* Consigne
Recopiez, dans l'extrait ci-dessous, le passage dont les premiers mots contiennent « Il est bien » et qui s'achève sur « malheureusement vivre avec. ».

* Extrait
-*-

A nouveau, les appréciations peuvent être différentes lorsqu’on parle du climat et des manifestations qui y sont liées. En 2019, lors d’une manifestation qui est désormais devenue classique, soit une manifestation pour alerter sur le dérèglement climatique, des individus avaient pénétré dans des locaux des Retraites Populaires et avaient dû être évacués. Deux ans plus tard, un procès a eu lieu durant lequel six personnalités scientifiques, dont deux de l’université, étaient intervenues dans le 24heures pour indiquer au juge que la gravité de la situation climatique justifiait ce type de manifestation. Or, quand un tribunal écoute les scientifiques, il y a acquittement. De plus, une association nommée arCHipels a transmis son numéro IBAN pour pouvoir soutenir cette manifestation. Il s’agissait d’une manifestation particulière et il était dérangeant de constater que des professeurs l’appuyaient. J’ai dès lors demandé pourquoi ces scientifiques ne respectaient pas un devoir de réserve.

Le Conseil d’Etat procède à une sorte de gymnastique pour mettre en avant la liberté académique. Puis, il remarque qu’il est inhabituel d’assister à l’expression de cette liberté tant académique que privée. Dans le fond, on parle beaucoup de liberté et d’associations qui permettent aux uns et aux autres de s’exprimer librement à travers les médias. Il faut être conscient que des personnes avec une telle renommée ont un certain pouvoir et bénéficient d’une écoute, raison pour laquelle elles sont « utilisées ». Le Conseil d’Etat indique également n’être pas compétent et renvoie la responsabilité à la Direction de l’Université de Lausanne (Unil) qui devrait être sensibilisée à cette problématique.

Il est bien joli de vouloir parler de liberté d’expression, mais le devoir de réserve et de fidélité lié à la fonction d’employé étatique et des hautes écoles devrait être respecté afin qu’un équilibre soit garanti, au contraire de ce qui a eu lieu lors de ces manifestations. C’est un grand écart qui nous est proposé par le Conseil d’Etat dans sa réponse et il nécessite un équilibre qui a été largement rompu dans les cas qui nous concernent. Or, lorsque l’équilibre est rompu, on arrive à des « réponses à se casser la figure » et c’est ce qui ressort de la réponse du Conseil d’Etat. Monsieur le conseiller d’Etat, je ne partage absolument pas l’avis du Conseil d’Etat, mais je devrais malheureusement vivre avec.

-*-

* Entrées
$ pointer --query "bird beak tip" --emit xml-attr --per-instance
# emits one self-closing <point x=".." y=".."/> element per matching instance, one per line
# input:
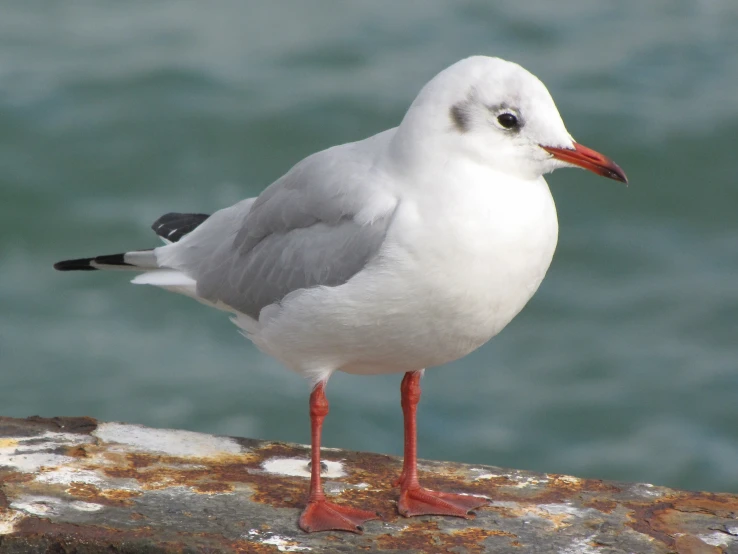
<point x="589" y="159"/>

-*-

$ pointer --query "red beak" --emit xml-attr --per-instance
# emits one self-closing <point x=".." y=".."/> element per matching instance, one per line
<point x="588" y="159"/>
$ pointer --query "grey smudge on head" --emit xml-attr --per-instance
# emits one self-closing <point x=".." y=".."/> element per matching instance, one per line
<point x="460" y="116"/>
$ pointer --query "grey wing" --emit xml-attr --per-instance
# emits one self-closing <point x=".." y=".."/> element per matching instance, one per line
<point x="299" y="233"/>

-*-

* Corrigé
Il est bien joli de vouloir parler de liberté d’expression, mais le devoir de réserve et de fidélité lié à la fonction d’employé étatique et des hautes écoles devrait être respecté afin qu’un équilibre soit garanti, au contraire de ce qui a eu lieu lors de ces manifestations. C’est un grand écart qui nous est proposé par le Conseil d’Etat dans sa réponse et il nécessite un équilibre qui a été largement rompu dans les cas qui nous concernent. Or, lorsque l’équilibre est rompu, on arrive à des « réponses à se casser la figure » et c’est ce qui ressort de la réponse du Conseil d’Etat. Monsieur le conseiller d’Etat, je ne partage absolument pas l’avis du Conseil d’Etat, mais je devrais malheureusement vivre avec.